>> start Document passage
# Sheds



## Gypo Logger (Jan 21, 2020)

I found this rack in Alberta in 1978 and finally got it mounted after being cabin bound for 12 days due to-30 and -40 temps.
It’s elk country here and I’d like to go look for more.
Does anyone here hunt for sheds?


----------



## Jethro 2t sniffer (Jan 21, 2020)

Gypo Logger said:


> View attachment 790525
> I found this rack in Alberta in 1978 and finally got it mounted after being cabin bound for 12 days due to-30 and -40 temps.
> It’s elk country here and I’d like to go look for more.
> Does anyone here hunt for sheds?



Love that little axe


----------



## Gypo Logger (Jan 21, 2020)

Jethro 2t sniffer said:


> Love that little axe


Thanks, I found it under the floor boards of a fallen down miners/trappers shack along with some small gold nuggets and some really old Hudson Bay flour sacks.


----------



## Jethro 2t sniffer (Jan 21, 2020)
>> end Document passage
## Set problem 1
Please explain, using the sheds thread, what led Gypo Logger to finally get the rack mounted.
## Set problem 2
Carry the sheds thread forward from the point where it stops.
>> start Record set
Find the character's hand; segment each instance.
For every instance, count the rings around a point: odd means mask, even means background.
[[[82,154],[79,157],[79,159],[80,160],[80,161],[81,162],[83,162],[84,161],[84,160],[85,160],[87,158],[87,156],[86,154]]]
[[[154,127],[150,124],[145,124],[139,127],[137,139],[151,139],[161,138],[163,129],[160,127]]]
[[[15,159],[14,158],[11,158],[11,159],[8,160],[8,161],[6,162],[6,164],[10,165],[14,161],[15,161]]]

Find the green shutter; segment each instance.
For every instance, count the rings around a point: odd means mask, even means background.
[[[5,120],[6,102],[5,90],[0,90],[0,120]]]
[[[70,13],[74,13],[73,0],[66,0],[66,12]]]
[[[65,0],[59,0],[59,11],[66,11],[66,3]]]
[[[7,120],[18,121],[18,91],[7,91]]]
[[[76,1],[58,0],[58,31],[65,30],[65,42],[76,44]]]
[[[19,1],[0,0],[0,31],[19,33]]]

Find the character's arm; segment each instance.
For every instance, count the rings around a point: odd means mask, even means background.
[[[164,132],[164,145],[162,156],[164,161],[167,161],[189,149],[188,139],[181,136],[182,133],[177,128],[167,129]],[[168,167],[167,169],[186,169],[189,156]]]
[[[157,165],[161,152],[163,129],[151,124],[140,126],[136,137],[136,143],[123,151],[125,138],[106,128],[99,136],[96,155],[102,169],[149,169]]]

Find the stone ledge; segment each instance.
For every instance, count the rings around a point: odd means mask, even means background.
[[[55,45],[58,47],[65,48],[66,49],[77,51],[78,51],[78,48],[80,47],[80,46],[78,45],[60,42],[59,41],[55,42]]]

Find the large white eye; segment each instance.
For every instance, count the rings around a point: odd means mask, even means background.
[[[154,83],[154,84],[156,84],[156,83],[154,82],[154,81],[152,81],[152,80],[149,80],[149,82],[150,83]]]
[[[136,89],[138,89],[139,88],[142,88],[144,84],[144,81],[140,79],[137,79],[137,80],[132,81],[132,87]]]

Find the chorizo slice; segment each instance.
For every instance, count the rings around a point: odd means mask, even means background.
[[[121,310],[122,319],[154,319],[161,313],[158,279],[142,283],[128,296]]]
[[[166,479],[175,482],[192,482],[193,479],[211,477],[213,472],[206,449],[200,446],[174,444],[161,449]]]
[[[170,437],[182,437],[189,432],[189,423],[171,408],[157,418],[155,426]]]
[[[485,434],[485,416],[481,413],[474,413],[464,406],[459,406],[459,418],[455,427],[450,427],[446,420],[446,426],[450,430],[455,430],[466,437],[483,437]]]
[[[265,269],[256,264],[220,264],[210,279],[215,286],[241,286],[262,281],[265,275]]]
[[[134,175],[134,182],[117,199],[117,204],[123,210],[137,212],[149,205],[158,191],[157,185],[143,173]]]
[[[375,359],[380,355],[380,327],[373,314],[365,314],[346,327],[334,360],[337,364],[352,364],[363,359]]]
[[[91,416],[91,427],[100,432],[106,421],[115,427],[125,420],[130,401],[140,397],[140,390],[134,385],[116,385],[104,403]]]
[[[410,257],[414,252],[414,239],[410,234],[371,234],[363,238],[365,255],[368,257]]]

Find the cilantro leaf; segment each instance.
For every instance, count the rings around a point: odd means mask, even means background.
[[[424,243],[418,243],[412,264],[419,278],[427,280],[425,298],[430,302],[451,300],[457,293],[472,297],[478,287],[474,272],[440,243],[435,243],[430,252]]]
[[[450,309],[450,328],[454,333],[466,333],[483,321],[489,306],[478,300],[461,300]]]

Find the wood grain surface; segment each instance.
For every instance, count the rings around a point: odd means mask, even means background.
>> end Record set
## Task response 1
Gypo Logger finally mounted the rack after being cabin bound for 12 days because of temperatures of -30 and -40.

## Task response 2
Gypo Logger said:


> Thanks, I found it under the floor boards of a fallen down miners/trappers shack along with some small gold nuggets and some really old Hudson Bay flour sacks.



Nice man


----------



## stillhunter (Jan 21, 2020)

I've got a pile of whitetail sheds and skulls w horns I found while hunting and decades of surveying.


----------



## TheDarkLordChinChin (Jan 22, 2020)

I have loads of fallow and red deer sheds as well as some skulls and partial skulls. Most of the sheds are quite small or only 1 antler and not the pair.


----------



## MontanaResident (Jan 23, 2020)

I do go out looking for sheds. Only modest success.  My most successful was a single moose antler, which was a rather small rack from probably a young bull.

Gold? Wow!



Gypo Logger said:


> Thanks, I found it under the floor boards of a fallen down miners/trappers shack along with some small gold nuggets and some really old Hudson Bay flour sacks.


----------



## motorhead99999 (Jan 23, 2020)

I put some chicken wire up between three trees behind the house and put corn in the middle When I see them start shedding. There horns get stuck in the chicken wire and fall off.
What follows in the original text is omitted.